Pointing and labeling entries:
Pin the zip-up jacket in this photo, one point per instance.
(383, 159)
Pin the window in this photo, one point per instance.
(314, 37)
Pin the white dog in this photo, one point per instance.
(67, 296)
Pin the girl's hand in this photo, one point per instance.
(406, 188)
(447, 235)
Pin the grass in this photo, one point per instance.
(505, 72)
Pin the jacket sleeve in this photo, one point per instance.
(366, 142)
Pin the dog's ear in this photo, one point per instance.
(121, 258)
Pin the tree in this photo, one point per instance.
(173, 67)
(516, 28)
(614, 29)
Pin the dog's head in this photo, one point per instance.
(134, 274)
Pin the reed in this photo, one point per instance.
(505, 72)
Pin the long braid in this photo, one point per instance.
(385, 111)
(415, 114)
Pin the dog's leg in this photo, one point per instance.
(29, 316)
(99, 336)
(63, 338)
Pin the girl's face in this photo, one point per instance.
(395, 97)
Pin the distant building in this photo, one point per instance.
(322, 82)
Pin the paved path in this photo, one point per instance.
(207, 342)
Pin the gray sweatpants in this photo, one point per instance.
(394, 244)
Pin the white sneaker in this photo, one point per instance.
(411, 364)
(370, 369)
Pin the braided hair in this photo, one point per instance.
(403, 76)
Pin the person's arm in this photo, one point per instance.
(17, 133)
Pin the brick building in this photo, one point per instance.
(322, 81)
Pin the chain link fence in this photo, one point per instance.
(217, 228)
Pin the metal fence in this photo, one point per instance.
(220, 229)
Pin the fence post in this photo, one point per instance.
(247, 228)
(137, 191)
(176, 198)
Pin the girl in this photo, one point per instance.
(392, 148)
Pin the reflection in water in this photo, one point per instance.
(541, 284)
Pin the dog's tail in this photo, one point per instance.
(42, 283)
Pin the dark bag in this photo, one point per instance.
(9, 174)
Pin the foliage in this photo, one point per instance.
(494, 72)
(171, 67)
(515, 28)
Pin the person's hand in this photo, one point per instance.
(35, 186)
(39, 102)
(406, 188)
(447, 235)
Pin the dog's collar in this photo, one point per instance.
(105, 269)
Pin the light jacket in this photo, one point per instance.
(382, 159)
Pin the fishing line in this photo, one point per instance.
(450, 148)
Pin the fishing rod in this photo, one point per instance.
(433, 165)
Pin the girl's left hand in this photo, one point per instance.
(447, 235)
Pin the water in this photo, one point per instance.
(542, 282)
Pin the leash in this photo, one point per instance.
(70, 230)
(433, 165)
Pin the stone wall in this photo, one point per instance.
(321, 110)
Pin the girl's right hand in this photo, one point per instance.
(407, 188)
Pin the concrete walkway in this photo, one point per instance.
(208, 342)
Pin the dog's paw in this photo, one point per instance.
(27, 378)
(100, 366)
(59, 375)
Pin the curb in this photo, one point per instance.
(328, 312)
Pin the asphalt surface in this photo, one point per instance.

* [What this task involves]: Copy out the whole listing, exactly as written.

* [Complete response]:
Pin the zip-up jacket in this photo, one point per instance.
(383, 159)
Pin the window in this photo, one point per instance.
(314, 37)
Pin the white dog in this photo, one point per instance.
(67, 296)
Pin the girl's hand in this photo, one point per instance.
(406, 188)
(447, 235)
Pin the grass in this photo, one point per instance.
(505, 72)
Pin the jacket sleeve in this photo, one point per instance.
(366, 142)
Pin the dog's ear in this photo, one point per instance.
(121, 258)
Pin the tree in this photo, one point per instance.
(173, 67)
(516, 28)
(614, 29)
Pin the dog's head in this photo, one point per instance.
(134, 274)
Pin the reed in this photo, one point per instance.
(505, 72)
Pin the long braid in this photo, one point per instance.
(385, 111)
(415, 114)
Pin the dog's leg in this photo, one point per instance.
(29, 316)
(99, 336)
(63, 338)
Pin the girl's face in this photo, one point per instance.
(395, 97)
Pin the distant building in this photo, one point per instance.
(322, 82)
Pin the paved path in this photo, one point per instance.
(207, 342)
Pin the gray sweatpants in this photo, one point per instance.
(394, 244)
Pin the white sneaker in this photo, one point per instance.
(411, 364)
(370, 369)
Pin the braided hair in this photo, one point per instance.
(403, 76)
Pin the person's arm in this photo, one point per instance.
(17, 133)
Pin the brick building in this photo, one point per instance.
(322, 81)
Pin the chain link fence in this photo, one point per instance.
(217, 228)
Pin the metal fence in this photo, one point per instance.
(220, 229)
Pin the fence post in this photo, one point per instance.
(247, 228)
(137, 191)
(176, 198)
Pin the girl in this photo, one point per instance.
(392, 148)
Pin the reflection in water in this photo, one point per instance.
(541, 284)
Pin the dog's tail in this photo, one point per instance.
(42, 283)
Pin the dark bag in this photo, one point per instance.
(9, 174)
Pin the foliage in this photo, one point per instance.
(494, 72)
(171, 67)
(515, 28)
Pin the person's hand in this photo, one point per instance.
(35, 186)
(39, 102)
(406, 188)
(447, 235)
Pin the dog's collar in this photo, one point per instance.
(105, 269)
Pin the light jacket in this photo, one point per instance.
(382, 159)
Pin the fishing line in this photo, one point per instance.
(450, 148)
Pin the fishing rod in this photo, one point per instance.
(433, 165)
Pin the girl's left hand in this photo, one point per instance.
(447, 235)
Pin the water in this photo, one point per instance.
(542, 282)
Pin the leash in this photo, one point per instance.
(70, 230)
(433, 165)
Pin the stone wall in this photo, one point per instance.
(321, 110)
Pin the girl's right hand in this photo, one point per instance.
(407, 188)
Pin the concrete walkway in this photo, one point per instance.
(208, 342)
Pin the dog's paw in this photo, one point per instance.
(27, 378)
(100, 366)
(59, 375)
Pin the curb in this photo, one point per instance.
(328, 312)
Pin the asphalt surface in this photo, one point per instance.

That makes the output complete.